What this task involves: Copy the items below word for word, starting with the line containing "Q: In the image above, where is the tree" and going on through the line containing "[[719, 123, 769, 137]]".

(Items contained in a dataset)
▬▬▬▬▬▬
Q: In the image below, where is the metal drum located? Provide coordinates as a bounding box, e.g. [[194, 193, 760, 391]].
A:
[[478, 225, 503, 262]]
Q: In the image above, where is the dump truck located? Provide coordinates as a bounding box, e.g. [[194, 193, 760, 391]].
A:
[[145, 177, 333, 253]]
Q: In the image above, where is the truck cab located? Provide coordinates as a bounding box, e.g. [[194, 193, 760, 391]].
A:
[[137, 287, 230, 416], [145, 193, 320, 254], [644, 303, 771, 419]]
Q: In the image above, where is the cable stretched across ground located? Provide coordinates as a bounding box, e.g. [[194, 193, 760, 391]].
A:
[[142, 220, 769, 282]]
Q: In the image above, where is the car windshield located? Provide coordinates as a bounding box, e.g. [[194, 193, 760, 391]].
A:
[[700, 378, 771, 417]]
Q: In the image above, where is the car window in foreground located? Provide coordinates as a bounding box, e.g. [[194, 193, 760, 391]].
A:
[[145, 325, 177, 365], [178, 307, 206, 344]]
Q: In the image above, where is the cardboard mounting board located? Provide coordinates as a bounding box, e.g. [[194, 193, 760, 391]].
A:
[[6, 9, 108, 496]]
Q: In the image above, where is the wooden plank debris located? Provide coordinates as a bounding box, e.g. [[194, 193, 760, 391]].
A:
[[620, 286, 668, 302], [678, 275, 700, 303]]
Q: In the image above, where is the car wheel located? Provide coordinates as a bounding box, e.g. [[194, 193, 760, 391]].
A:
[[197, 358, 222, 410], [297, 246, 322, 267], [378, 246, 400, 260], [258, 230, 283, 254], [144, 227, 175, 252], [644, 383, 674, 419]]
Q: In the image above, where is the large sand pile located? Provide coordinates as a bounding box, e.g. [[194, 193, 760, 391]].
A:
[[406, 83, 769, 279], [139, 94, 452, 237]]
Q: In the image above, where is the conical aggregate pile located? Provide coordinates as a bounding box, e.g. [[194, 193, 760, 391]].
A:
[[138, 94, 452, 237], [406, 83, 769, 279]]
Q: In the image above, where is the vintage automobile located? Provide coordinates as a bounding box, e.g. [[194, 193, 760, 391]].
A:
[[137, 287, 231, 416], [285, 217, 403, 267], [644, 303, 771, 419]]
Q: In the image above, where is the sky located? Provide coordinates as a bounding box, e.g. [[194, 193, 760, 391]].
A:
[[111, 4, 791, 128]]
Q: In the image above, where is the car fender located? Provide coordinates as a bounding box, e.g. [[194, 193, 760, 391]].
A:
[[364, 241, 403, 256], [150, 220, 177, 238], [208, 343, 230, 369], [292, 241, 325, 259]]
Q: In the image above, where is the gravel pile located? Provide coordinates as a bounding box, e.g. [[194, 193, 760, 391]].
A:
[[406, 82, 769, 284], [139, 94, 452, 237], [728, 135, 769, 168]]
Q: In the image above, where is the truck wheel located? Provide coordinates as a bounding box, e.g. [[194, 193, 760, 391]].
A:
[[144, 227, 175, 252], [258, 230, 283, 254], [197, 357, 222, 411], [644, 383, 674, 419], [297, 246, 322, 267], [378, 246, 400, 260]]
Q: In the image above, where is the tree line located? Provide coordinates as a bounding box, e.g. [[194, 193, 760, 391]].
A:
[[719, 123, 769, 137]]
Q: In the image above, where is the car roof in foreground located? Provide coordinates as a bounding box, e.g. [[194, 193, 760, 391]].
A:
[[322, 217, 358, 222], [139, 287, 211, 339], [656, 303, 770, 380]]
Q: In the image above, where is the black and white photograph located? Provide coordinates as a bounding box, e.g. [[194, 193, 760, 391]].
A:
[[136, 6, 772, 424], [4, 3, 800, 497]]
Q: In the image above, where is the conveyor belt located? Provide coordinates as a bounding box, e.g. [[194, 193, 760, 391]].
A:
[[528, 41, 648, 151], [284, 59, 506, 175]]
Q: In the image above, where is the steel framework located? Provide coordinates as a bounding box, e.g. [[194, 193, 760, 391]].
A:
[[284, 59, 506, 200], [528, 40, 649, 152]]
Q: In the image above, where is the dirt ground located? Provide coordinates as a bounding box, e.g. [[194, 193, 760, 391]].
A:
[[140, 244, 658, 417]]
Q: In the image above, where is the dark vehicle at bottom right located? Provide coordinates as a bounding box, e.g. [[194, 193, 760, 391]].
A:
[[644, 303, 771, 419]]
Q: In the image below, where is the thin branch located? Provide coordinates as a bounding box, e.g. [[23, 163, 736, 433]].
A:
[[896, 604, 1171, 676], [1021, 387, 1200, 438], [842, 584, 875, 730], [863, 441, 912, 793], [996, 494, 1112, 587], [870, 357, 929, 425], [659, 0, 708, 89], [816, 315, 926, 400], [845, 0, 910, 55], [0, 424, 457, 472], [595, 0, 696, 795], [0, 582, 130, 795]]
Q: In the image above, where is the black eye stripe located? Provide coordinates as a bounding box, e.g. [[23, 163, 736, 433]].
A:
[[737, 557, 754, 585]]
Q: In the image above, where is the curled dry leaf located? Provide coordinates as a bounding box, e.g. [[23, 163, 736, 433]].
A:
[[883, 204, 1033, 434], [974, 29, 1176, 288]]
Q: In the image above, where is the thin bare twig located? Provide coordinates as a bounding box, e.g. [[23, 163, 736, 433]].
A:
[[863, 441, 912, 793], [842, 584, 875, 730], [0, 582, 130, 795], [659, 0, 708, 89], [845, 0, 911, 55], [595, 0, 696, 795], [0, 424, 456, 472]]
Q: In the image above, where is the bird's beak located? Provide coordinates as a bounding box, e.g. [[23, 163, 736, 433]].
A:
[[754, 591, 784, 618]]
▬▬▬▬▬▬
Reply to the task:
Q: In the image above, where is the tree line located? Provide coordinates as a bounding box, e.g. [[194, 193, 760, 391]].
A:
[[719, 123, 769, 137]]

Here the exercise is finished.